-- Task to carry out --
Rewrite the rows from the line containing "target: white bedspread" through the line containing "626 478 L 622", both included, as a numbered list, leaving out any blank lines.

---*---

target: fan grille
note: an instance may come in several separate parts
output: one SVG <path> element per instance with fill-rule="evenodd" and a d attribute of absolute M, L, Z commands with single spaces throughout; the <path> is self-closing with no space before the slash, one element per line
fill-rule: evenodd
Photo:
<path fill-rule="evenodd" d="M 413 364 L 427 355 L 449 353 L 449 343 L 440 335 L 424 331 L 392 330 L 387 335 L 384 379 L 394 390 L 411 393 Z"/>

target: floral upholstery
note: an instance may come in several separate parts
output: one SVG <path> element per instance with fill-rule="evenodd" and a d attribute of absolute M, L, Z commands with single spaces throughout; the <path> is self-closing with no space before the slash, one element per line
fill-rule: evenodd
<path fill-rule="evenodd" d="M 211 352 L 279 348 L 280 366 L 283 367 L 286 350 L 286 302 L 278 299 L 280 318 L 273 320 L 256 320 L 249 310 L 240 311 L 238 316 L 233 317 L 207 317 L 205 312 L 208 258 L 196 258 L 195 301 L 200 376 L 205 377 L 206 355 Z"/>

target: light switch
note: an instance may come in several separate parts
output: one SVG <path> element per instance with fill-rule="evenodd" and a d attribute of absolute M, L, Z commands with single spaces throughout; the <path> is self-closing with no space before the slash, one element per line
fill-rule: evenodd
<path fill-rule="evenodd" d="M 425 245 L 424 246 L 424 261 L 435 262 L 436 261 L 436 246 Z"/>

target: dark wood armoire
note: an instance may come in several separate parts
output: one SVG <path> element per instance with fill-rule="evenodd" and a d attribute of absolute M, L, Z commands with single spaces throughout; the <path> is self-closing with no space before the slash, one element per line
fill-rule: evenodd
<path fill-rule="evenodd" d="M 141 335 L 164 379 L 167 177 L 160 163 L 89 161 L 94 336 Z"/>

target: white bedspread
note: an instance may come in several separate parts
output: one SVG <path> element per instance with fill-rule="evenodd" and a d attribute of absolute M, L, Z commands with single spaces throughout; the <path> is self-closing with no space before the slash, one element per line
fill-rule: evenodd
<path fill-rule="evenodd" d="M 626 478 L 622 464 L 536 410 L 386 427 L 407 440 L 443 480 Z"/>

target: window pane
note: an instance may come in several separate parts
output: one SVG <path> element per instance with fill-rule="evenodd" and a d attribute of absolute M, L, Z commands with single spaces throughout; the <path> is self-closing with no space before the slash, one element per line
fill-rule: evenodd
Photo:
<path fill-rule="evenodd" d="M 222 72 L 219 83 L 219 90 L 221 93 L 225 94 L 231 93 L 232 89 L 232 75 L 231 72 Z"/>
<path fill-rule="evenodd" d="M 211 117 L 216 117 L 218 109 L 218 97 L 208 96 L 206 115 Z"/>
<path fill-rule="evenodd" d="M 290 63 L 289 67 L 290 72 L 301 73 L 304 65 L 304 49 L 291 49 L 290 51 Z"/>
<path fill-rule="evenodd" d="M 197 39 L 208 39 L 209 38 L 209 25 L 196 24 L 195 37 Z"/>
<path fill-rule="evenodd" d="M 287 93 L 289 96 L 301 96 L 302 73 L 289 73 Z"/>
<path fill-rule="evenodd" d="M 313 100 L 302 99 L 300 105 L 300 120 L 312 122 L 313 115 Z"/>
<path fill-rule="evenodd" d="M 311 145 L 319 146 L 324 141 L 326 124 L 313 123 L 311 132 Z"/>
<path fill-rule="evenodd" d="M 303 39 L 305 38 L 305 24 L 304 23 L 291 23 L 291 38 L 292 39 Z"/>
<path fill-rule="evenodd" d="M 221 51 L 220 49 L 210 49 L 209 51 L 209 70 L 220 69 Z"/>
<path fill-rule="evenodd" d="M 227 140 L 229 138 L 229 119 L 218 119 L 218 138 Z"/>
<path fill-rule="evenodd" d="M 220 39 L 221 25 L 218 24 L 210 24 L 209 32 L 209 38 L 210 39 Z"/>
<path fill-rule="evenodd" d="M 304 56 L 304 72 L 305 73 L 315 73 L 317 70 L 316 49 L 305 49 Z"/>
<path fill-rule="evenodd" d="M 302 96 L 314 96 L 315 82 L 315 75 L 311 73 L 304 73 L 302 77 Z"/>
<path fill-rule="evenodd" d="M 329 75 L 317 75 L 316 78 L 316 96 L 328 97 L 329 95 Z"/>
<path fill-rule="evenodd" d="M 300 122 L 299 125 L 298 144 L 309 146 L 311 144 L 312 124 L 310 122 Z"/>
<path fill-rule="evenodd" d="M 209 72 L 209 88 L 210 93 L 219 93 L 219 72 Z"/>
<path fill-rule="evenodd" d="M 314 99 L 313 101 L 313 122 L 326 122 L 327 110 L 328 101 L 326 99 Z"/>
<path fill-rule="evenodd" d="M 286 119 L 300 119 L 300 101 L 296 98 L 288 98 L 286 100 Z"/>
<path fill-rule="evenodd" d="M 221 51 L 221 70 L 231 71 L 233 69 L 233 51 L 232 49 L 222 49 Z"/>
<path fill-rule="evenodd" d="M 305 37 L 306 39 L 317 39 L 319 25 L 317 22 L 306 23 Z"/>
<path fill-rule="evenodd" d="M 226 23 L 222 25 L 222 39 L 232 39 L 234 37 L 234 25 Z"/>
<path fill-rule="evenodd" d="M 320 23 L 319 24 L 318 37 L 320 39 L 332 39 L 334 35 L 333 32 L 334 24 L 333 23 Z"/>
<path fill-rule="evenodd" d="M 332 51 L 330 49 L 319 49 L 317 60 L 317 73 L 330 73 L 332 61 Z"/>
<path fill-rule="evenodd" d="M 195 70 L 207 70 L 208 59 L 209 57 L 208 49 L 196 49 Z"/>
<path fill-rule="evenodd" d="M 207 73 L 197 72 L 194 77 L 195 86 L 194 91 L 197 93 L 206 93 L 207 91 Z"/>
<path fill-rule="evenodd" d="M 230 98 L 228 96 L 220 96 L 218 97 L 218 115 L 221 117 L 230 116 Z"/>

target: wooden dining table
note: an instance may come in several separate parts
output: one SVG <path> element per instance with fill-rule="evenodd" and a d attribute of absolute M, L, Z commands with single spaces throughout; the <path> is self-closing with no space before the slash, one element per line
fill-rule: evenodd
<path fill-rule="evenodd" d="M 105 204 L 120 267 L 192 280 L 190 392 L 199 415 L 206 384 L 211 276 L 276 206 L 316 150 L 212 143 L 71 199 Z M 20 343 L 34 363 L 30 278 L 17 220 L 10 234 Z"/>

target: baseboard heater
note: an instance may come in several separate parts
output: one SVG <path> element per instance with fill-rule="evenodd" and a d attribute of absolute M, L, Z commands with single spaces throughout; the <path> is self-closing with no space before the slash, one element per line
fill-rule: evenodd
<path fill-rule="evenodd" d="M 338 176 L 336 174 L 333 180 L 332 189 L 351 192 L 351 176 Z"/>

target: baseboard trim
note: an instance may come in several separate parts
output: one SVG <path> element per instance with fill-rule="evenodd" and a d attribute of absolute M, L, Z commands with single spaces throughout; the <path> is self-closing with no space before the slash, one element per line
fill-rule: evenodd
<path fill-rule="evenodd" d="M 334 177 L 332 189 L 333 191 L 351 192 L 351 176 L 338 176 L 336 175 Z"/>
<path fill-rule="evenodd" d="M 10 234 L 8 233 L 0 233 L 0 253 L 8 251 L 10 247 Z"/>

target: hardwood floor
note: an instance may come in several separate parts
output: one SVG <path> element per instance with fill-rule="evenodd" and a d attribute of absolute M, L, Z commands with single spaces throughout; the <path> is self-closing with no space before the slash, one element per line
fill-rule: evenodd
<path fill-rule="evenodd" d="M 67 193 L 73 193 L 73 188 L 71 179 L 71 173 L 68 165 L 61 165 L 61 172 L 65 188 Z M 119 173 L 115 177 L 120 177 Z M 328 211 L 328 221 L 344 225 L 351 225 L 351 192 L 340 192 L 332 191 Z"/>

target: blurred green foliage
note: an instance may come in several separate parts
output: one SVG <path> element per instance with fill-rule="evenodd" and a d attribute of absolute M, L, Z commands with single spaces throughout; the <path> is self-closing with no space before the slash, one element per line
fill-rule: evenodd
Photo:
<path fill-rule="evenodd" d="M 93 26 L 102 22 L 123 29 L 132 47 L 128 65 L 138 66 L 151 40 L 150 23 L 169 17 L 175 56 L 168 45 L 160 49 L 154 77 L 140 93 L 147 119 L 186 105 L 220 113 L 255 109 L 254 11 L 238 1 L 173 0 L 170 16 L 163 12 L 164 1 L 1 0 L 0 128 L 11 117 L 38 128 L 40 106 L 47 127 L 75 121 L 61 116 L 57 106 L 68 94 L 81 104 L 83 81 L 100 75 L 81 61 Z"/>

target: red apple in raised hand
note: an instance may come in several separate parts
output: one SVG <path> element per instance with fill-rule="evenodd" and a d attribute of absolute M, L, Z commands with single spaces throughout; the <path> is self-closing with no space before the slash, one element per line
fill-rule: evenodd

---*---

-- Answer in full --
1. target: white bedspread
2. note: an instance may come in several separate parts
3. output: one SVG <path> element per instance with fill-rule="evenodd" and a d attribute of absolute M, L, Z commands with single spaces throughout; the <path> is self-closing with no space before the slash, one element per line
4. fill-rule: evenodd
5. <path fill-rule="evenodd" d="M 626 478 L 622 464 L 536 410 L 386 427 L 407 440 L 443 480 Z"/>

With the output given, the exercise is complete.